Saved entries:
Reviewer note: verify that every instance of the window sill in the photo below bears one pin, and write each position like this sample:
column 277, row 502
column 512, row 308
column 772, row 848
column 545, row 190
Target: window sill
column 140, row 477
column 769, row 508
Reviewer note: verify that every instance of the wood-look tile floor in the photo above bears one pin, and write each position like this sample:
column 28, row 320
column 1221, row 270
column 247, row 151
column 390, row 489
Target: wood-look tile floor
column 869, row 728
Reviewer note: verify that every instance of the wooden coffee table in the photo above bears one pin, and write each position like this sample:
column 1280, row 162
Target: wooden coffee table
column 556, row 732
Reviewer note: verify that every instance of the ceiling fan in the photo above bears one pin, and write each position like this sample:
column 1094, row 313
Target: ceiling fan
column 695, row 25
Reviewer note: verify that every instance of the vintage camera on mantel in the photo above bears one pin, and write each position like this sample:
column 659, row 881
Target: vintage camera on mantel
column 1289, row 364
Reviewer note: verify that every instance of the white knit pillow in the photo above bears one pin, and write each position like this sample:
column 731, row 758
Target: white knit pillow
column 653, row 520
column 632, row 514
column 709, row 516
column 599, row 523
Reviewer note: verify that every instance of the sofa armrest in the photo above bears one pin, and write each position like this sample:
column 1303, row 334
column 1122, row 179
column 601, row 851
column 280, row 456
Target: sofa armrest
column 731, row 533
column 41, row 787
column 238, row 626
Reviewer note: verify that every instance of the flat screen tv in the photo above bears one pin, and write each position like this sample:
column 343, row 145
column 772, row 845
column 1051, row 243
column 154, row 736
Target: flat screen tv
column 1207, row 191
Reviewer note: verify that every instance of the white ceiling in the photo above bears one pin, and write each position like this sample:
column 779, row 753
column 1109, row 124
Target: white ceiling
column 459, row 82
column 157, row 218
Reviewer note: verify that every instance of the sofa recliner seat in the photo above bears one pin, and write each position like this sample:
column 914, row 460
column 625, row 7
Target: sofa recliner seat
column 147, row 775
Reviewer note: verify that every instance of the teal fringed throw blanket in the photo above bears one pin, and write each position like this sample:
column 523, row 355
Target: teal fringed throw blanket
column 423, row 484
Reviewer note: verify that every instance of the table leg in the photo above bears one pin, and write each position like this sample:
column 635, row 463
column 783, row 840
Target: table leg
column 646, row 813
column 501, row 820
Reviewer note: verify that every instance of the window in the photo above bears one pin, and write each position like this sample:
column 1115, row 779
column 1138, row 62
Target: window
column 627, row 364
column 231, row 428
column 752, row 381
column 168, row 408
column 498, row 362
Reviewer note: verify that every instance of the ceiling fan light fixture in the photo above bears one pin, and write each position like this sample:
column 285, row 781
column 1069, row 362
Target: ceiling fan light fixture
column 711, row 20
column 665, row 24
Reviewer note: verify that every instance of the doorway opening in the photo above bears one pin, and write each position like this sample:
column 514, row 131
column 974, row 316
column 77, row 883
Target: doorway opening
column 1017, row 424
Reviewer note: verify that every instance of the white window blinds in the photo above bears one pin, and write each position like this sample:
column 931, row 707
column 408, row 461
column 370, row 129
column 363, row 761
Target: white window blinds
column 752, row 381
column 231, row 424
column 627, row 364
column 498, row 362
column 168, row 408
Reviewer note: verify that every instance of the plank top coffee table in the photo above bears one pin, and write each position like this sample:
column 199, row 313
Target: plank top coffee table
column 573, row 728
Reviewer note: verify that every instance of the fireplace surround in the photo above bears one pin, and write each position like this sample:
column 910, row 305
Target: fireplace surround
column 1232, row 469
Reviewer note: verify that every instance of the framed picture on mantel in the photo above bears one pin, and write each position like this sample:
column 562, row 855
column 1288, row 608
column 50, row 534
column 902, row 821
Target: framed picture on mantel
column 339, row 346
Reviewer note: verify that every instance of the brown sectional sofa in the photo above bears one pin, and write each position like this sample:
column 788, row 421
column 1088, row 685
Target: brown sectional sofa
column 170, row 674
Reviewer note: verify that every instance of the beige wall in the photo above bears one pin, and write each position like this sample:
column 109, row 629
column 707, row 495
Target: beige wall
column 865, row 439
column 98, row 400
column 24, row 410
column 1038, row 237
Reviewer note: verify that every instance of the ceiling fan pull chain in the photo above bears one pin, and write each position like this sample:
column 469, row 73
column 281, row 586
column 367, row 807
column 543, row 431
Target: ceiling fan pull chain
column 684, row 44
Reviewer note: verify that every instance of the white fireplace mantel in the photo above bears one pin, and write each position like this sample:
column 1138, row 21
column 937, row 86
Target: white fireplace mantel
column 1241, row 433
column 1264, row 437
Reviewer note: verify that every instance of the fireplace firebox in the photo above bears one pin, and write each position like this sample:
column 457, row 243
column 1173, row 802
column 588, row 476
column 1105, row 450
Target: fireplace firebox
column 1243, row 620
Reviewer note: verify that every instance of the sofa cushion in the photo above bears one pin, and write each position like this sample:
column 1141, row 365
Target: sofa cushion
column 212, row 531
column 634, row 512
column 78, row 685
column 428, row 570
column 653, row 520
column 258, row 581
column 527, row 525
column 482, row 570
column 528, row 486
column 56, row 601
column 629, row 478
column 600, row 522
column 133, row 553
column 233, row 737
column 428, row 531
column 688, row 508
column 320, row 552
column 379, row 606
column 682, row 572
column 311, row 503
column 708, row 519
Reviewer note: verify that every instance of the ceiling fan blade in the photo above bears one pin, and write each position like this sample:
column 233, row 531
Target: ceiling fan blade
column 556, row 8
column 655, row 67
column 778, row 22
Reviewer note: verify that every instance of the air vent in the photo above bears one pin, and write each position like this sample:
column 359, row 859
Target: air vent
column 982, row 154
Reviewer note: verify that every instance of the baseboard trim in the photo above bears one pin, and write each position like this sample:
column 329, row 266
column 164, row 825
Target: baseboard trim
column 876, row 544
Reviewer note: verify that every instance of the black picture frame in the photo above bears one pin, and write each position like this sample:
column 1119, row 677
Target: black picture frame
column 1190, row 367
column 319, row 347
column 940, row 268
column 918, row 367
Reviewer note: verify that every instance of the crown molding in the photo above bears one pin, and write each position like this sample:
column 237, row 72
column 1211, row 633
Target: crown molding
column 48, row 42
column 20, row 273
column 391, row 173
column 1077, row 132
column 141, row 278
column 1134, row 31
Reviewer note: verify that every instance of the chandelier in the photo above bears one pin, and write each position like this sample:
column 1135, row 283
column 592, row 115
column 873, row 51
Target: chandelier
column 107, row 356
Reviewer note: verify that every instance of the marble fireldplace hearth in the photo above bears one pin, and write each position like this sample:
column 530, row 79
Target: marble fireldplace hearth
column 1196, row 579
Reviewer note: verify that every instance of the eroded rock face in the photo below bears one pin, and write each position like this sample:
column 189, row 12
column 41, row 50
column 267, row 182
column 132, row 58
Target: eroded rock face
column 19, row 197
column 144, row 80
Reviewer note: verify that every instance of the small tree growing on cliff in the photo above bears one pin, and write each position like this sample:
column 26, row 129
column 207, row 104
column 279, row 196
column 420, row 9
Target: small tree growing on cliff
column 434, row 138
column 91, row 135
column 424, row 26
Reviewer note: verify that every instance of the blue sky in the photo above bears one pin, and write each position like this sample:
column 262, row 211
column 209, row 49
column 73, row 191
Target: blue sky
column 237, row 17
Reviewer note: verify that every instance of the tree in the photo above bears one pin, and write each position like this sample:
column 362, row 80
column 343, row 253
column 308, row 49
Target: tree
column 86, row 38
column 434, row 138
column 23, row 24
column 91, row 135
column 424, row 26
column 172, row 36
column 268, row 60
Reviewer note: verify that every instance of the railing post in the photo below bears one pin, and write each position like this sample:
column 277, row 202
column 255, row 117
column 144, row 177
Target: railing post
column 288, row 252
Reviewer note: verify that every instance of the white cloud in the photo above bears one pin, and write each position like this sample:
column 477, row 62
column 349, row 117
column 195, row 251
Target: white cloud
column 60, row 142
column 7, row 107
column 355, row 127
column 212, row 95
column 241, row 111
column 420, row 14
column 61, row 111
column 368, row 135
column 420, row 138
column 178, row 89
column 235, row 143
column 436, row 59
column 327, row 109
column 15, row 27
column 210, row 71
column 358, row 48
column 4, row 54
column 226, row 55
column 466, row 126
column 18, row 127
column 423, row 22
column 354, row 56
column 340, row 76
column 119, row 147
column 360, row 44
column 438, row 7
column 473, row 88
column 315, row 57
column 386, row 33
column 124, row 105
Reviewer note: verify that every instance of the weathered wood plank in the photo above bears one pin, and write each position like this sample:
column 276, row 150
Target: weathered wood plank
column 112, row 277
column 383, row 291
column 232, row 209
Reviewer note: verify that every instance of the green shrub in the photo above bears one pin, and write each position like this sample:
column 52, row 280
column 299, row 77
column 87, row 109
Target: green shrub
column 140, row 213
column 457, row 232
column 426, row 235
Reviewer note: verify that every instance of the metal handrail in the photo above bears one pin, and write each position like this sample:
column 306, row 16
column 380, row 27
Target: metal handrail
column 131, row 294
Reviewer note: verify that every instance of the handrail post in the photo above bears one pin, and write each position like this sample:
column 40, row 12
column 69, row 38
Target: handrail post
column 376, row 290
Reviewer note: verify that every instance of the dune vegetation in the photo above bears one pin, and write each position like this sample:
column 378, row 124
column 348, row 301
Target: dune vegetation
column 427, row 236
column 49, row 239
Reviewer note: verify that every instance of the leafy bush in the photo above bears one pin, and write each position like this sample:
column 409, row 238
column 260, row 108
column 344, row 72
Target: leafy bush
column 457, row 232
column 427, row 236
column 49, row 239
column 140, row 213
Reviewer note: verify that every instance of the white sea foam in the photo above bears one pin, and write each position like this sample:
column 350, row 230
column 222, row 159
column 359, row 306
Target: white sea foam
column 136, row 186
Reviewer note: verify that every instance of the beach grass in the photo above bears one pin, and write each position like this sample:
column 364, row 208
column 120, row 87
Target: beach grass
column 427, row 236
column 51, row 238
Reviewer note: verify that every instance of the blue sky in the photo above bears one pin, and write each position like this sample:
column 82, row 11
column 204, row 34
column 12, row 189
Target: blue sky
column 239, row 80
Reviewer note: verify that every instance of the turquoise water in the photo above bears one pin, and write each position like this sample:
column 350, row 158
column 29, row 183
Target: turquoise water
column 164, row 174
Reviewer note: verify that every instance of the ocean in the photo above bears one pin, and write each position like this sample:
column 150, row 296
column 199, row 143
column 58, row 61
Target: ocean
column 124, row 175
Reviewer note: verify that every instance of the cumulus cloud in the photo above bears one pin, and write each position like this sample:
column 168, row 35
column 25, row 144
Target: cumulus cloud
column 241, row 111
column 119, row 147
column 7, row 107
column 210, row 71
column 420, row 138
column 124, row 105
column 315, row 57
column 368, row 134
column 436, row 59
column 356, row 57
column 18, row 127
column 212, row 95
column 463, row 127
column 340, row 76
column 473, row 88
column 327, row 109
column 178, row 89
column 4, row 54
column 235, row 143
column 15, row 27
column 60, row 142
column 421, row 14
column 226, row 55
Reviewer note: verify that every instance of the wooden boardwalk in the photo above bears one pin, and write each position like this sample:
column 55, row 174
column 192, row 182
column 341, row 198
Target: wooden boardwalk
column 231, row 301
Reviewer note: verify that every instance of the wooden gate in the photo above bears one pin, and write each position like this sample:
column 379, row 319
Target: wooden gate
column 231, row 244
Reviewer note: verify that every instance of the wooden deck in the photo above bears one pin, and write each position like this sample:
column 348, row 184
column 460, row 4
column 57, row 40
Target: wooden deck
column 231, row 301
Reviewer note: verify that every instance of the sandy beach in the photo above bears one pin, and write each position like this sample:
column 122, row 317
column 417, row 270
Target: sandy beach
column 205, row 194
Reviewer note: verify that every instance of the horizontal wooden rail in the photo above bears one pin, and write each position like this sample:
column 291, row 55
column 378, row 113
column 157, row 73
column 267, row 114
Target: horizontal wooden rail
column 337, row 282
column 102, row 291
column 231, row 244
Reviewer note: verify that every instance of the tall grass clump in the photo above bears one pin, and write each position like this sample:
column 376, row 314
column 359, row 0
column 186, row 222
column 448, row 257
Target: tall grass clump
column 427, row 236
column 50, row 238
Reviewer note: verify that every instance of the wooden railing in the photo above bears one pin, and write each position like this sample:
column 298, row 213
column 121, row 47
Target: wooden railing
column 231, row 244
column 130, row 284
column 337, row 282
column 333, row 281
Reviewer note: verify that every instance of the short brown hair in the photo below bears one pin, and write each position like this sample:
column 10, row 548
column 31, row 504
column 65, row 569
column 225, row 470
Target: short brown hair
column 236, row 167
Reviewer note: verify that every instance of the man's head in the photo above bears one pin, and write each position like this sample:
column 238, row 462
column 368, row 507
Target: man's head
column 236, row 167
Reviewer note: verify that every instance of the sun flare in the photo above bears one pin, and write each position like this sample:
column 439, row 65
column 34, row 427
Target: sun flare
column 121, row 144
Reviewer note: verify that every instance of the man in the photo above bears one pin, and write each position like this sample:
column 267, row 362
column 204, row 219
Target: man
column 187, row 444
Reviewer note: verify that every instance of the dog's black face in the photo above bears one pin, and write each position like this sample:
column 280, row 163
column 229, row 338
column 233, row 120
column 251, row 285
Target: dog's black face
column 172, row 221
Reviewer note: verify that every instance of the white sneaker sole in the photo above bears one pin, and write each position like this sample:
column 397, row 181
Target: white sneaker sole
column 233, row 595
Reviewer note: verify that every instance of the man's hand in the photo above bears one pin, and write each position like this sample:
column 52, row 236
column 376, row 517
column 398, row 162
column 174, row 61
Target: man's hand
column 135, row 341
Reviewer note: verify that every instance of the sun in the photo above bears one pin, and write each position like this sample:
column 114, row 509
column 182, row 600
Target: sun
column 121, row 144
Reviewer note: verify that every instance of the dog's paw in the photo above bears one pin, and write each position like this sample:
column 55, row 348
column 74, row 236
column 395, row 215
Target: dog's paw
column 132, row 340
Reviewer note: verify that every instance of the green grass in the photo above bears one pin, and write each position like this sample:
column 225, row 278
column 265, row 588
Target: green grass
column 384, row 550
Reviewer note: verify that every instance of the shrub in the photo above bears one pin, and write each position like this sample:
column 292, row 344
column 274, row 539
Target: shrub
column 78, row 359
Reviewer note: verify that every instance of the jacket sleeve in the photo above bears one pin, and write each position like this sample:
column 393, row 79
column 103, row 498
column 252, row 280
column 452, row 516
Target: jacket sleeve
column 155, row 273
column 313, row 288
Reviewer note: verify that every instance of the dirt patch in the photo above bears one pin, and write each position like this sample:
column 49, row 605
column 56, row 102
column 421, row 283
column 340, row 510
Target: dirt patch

◆ Exercise objective ◆
Copy exactly the stretch of data above from the line with "Target: white ceiling" through the line with "the fireplace surround", and omit all other lines.

◆ Your response ◆
Target: white ceiling
column 459, row 82
column 157, row 218
Reviewer note: verify that every instance of the sofa recliner seat in the photo above bears one pin, and write each position like this sample:
column 914, row 460
column 625, row 7
Target: sofa recliner seat
column 147, row 775
Reviewer note: verify that every instance of the teal fringed throw blanket in the photo above bears one pin, and write each position like this sample:
column 523, row 355
Target: teal fringed throw blanket
column 423, row 484
Reviewer note: verify that every instance of the table leg in the photo above bears one pin, and write each position like this sample:
column 635, row 463
column 783, row 840
Target: table leg
column 646, row 813
column 501, row 820
Reviewer note: verify that every instance of the window in the photo above bears one pin, and write each position like this sample:
column 1115, row 779
column 1138, row 62
Target: window
column 627, row 364
column 231, row 428
column 752, row 381
column 168, row 408
column 498, row 362
Reviewer note: verify that every instance of the ceiling fan light fixture in the photo above bears one pin, and write each position like this sample:
column 285, row 781
column 1069, row 362
Target: ceiling fan light fixture
column 711, row 20
column 665, row 24
Reviewer note: verify that every instance of the doorway opening in the photo above bears one pin, and write each position like this sample:
column 514, row 131
column 974, row 316
column 77, row 883
Target: doorway opening
column 1017, row 424
Reviewer note: verify that every instance of the white window blinds in the photo above bears one pin, and write each position like this sample:
column 931, row 707
column 408, row 461
column 370, row 129
column 363, row 761
Target: white window blinds
column 752, row 381
column 231, row 424
column 627, row 364
column 498, row 362
column 168, row 408
Reviewer note: verify that every instance of the plank top coffee table in the photo above bears one pin, and write each position like this sample:
column 199, row 313
Target: plank top coffee table
column 573, row 728
Reviewer note: verify that every instance of the fireplace surround in the photo above bears one pin, and write each position like this sample:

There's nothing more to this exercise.